● **About this exercise**: Search the entries for the line containing "the man's short dark hair". Repeat it, then every line after it, exactly through the final line.

● **Records shown**:
BEGIN

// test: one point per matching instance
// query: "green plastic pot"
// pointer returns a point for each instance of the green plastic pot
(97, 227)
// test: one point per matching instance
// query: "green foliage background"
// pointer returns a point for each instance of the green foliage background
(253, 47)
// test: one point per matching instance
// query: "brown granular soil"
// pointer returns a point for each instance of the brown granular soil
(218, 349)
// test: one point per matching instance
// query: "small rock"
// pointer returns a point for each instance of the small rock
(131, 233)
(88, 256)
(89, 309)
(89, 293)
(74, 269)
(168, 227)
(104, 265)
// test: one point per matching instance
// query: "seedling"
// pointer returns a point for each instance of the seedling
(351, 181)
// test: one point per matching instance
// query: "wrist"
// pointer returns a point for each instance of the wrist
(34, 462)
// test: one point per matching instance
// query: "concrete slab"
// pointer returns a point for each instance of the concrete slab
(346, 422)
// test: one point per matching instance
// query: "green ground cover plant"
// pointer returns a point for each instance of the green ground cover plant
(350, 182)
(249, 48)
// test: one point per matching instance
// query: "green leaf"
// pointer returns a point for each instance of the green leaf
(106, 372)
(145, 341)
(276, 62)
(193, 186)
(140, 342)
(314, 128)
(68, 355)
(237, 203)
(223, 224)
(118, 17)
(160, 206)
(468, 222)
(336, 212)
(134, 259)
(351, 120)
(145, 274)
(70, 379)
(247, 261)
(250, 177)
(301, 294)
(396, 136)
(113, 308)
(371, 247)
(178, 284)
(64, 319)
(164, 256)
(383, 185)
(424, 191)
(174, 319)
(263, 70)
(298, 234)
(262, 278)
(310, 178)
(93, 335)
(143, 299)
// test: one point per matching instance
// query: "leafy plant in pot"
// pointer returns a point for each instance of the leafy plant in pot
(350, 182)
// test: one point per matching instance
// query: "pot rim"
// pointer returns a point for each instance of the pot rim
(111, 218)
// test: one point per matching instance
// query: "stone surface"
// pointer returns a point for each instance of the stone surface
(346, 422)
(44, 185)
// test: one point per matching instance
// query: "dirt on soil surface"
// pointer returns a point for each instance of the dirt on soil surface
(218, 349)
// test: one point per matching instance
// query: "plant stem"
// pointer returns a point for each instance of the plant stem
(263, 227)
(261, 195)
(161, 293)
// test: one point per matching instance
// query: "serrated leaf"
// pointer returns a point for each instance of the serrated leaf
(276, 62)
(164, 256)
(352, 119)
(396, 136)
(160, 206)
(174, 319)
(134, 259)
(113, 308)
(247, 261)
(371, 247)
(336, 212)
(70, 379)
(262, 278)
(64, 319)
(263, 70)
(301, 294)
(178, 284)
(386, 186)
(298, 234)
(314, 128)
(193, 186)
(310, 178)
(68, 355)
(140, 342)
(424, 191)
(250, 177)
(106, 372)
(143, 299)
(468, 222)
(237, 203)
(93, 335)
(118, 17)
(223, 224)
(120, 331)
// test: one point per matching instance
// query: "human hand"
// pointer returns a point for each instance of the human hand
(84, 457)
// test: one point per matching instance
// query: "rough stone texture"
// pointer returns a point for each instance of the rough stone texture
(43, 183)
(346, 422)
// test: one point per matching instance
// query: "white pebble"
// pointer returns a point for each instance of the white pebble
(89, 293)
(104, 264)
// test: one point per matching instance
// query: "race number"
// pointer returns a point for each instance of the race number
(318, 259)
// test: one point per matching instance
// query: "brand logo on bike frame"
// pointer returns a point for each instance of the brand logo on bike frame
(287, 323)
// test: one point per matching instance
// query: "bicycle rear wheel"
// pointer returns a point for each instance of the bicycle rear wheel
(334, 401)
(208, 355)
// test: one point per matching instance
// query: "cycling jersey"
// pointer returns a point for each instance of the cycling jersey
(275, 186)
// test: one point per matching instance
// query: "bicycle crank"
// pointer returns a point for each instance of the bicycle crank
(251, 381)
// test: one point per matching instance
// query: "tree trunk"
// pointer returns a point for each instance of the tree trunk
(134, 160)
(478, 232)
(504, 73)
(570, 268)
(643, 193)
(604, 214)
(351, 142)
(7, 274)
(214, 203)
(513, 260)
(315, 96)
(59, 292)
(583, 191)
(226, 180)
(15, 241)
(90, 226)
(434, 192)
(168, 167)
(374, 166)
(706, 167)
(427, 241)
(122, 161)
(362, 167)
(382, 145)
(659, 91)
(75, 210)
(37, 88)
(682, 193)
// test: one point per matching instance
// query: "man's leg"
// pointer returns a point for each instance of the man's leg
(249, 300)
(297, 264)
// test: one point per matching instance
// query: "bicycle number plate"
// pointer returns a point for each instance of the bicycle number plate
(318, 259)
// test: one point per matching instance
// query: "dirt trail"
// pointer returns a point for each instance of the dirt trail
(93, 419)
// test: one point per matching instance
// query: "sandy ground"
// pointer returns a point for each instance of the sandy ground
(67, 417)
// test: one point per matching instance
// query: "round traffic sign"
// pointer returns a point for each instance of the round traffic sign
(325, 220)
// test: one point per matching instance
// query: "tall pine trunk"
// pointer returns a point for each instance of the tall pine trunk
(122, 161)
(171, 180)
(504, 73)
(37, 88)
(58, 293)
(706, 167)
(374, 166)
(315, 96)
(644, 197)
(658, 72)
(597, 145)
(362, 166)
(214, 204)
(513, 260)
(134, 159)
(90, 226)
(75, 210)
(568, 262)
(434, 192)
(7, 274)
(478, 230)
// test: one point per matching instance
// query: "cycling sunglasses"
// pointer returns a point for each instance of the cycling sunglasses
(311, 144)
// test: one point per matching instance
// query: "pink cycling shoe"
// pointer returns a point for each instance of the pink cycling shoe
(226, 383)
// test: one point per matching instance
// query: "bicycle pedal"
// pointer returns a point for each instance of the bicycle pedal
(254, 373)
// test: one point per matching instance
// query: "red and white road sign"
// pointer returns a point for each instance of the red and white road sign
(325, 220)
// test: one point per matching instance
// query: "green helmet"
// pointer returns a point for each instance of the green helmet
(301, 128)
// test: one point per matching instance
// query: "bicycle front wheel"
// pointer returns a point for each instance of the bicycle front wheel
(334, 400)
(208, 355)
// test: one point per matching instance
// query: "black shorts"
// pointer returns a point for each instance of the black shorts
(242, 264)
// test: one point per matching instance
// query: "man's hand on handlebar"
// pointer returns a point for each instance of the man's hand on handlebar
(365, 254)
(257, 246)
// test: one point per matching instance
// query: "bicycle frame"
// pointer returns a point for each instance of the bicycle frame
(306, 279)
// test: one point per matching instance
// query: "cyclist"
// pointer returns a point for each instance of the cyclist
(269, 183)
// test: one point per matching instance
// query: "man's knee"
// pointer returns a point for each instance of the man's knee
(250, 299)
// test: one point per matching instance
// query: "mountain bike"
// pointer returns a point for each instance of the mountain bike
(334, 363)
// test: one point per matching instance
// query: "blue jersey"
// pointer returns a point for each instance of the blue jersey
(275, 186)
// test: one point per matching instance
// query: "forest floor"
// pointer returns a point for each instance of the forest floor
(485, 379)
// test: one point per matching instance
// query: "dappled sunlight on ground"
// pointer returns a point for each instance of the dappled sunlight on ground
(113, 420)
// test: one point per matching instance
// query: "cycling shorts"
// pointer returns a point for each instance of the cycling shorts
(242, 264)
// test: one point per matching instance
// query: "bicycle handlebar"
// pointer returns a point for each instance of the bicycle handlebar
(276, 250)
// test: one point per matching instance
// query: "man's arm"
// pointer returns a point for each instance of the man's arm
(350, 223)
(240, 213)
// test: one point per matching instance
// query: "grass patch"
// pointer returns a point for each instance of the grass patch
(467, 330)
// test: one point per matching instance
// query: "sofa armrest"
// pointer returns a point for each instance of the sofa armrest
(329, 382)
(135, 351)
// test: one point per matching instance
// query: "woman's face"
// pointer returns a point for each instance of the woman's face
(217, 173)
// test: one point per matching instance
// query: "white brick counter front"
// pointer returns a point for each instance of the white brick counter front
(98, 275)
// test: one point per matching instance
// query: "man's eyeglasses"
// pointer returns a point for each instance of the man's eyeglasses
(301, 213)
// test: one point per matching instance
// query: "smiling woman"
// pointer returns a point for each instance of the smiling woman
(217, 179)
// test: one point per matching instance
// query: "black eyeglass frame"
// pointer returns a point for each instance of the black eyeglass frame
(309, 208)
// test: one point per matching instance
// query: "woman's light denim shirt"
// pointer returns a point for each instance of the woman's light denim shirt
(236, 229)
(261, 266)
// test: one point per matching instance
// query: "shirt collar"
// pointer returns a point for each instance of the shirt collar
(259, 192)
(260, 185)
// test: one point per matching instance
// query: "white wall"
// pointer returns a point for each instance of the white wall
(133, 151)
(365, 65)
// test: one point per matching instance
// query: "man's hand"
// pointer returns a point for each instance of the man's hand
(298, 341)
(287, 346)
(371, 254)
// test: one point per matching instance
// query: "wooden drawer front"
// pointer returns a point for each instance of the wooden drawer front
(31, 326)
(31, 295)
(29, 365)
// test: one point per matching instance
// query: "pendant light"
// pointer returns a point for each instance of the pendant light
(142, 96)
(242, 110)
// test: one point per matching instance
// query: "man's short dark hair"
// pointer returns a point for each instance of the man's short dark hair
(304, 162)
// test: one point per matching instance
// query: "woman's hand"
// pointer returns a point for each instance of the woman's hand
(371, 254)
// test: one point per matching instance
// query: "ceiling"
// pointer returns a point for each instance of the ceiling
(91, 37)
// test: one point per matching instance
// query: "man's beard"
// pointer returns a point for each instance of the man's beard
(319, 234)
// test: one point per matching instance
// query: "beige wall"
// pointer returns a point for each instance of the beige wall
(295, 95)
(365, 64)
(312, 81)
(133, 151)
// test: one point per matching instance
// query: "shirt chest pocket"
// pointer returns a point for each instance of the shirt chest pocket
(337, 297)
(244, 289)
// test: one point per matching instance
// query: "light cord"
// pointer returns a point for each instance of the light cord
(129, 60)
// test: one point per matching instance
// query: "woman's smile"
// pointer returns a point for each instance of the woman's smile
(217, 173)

END

● **Exercise result**:
// pointer returns a point for each instance of the man's short dark hair
(304, 162)
// test: one point per matching instance
// query: "woman's hand"
// pointer returns a point for each instance of the woman's hand
(371, 254)
// test: one point per matching instance
// query: "ceiling"
// pointer returns a point for each instance of the ceiling
(91, 37)
// test: one point per matching instance
// query: "man's beard"
// pointer returns a point for each instance of the man's beard
(319, 234)
// test: one point per matching instance
// query: "beige wall"
// pointer returns a point for each instance of the beige wall
(295, 95)
(365, 64)
(312, 81)
(133, 151)
// test: one point per matching instance
// query: "shirt chest pocket"
// pointer returns a point for each instance of the shirt chest pocket
(337, 297)
(244, 289)
// test: one point per matching instance
// query: "light cord"
// pointer returns a point for each instance of the light cord
(129, 60)
// test: one point per matching instance
// query: "woman's smile"
// pointer returns a point for each instance of the woman's smile
(217, 173)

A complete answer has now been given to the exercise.